* **Directions**: Write out exactly the lines from the line that contains "For the dataset, pick out the white bicycle" through the final line of the listing below, and no others.

####

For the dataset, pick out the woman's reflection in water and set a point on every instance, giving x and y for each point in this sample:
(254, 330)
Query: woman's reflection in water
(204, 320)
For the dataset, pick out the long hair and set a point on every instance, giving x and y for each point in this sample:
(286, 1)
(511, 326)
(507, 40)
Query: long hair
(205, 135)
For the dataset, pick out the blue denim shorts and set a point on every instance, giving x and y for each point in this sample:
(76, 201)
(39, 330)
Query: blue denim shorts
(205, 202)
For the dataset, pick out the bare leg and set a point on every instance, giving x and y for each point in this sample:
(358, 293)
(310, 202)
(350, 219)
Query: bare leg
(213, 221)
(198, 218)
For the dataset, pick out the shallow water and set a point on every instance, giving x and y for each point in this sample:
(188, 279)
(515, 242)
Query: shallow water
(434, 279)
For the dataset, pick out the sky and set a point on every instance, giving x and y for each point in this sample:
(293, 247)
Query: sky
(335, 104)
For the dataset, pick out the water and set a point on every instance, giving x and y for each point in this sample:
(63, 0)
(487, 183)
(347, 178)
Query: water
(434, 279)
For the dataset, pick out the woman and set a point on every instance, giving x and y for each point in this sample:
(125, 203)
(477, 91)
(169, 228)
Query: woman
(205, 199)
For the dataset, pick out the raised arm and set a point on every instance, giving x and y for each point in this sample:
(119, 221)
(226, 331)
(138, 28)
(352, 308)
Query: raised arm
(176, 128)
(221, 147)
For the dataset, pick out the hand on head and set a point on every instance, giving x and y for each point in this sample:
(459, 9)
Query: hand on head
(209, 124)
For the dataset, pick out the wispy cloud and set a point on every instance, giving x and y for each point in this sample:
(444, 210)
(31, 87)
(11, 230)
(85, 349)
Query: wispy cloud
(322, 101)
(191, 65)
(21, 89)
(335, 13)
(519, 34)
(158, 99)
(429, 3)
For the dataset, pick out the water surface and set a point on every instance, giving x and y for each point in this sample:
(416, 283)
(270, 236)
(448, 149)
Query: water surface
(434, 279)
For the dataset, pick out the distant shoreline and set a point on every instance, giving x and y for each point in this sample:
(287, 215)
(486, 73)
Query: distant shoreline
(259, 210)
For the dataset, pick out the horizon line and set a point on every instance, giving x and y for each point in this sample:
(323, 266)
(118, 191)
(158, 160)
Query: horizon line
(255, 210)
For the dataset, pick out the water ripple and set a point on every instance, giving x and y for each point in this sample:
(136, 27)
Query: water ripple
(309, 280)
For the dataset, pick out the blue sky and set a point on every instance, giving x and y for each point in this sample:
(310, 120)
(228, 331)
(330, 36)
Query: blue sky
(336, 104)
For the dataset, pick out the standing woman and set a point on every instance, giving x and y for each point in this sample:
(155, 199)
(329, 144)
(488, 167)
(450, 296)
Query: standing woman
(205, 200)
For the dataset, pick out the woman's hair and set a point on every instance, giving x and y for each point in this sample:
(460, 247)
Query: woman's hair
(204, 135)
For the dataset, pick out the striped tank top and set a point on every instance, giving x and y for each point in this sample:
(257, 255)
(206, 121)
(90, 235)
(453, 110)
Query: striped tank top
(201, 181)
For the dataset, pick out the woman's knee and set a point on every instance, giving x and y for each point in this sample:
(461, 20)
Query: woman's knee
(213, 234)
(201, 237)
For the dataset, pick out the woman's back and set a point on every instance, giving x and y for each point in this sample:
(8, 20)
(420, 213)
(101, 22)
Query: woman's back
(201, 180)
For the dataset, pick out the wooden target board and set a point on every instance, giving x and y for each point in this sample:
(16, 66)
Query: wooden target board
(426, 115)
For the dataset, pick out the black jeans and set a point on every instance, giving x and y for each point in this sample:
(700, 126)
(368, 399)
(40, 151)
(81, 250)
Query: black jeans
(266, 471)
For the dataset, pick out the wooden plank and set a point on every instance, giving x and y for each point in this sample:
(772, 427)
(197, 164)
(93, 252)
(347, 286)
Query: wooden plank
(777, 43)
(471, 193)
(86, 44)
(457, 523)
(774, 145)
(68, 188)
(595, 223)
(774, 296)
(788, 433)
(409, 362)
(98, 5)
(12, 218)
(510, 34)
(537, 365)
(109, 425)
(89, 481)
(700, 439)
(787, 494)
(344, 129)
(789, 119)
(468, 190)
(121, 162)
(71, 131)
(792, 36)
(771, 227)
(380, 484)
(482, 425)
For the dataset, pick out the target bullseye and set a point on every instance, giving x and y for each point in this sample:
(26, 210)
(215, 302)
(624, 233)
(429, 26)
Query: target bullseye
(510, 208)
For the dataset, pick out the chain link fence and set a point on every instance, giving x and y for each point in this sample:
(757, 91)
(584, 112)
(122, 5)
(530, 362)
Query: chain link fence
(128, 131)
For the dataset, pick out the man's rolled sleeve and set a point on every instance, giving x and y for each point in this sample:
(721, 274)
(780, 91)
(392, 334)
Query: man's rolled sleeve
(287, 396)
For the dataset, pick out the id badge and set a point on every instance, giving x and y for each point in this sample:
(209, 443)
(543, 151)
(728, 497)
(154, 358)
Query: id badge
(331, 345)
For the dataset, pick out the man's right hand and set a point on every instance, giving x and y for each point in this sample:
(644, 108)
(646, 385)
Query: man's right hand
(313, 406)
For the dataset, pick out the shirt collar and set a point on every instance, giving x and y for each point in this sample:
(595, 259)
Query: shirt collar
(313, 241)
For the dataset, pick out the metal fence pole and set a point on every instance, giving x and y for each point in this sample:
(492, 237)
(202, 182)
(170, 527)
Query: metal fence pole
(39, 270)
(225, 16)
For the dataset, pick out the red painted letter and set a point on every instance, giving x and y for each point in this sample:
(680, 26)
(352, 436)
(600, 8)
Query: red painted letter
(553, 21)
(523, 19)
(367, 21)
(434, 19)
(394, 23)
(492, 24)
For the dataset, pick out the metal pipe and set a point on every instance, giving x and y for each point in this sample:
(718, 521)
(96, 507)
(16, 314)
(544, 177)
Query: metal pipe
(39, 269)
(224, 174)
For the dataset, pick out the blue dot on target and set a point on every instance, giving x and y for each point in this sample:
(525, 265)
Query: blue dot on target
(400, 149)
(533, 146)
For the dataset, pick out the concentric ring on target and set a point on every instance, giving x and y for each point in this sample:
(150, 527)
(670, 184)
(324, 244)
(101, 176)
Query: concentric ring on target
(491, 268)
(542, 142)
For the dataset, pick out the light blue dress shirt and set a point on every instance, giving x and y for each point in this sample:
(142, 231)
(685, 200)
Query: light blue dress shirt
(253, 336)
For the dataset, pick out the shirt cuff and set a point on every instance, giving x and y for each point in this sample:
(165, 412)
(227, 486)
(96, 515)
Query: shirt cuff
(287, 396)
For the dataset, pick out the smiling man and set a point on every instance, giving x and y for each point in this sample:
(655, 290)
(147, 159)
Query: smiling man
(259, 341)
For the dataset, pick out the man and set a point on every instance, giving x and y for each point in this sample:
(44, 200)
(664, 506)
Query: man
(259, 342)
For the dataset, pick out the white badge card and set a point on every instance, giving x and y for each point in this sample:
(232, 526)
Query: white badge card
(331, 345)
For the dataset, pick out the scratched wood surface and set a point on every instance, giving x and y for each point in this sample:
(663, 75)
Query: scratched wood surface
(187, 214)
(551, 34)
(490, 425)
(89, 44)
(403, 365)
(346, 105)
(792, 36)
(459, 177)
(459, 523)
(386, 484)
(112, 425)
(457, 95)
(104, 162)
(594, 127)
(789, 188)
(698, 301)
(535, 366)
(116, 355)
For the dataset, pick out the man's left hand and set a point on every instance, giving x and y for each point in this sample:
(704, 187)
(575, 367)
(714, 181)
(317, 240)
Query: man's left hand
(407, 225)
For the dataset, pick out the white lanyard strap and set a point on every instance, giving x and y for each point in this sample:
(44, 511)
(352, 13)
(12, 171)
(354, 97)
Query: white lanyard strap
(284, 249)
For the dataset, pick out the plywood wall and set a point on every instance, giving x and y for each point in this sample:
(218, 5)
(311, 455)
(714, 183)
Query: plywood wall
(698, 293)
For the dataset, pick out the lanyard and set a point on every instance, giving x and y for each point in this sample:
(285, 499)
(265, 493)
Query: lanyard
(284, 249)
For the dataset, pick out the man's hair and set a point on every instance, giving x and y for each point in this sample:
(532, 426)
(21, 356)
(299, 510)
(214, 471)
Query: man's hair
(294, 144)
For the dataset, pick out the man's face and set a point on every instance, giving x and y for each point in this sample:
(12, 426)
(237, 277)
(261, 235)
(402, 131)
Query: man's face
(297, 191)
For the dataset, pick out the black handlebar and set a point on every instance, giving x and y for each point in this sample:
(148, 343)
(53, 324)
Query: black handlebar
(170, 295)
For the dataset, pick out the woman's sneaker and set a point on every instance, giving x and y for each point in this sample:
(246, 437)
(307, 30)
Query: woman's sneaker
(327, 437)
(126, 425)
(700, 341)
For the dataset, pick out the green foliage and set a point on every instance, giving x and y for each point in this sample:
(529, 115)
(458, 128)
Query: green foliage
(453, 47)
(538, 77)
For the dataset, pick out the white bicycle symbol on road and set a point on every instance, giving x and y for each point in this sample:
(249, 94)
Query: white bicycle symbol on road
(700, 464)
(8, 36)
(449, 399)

####

* **Response area**:
For the dataset, pick out the white bicycle symbol on road and set a point on every instance, giving x and y for each point in this sample:
(249, 94)
Query: white bicycle symbol on road
(700, 464)
(8, 36)
(449, 399)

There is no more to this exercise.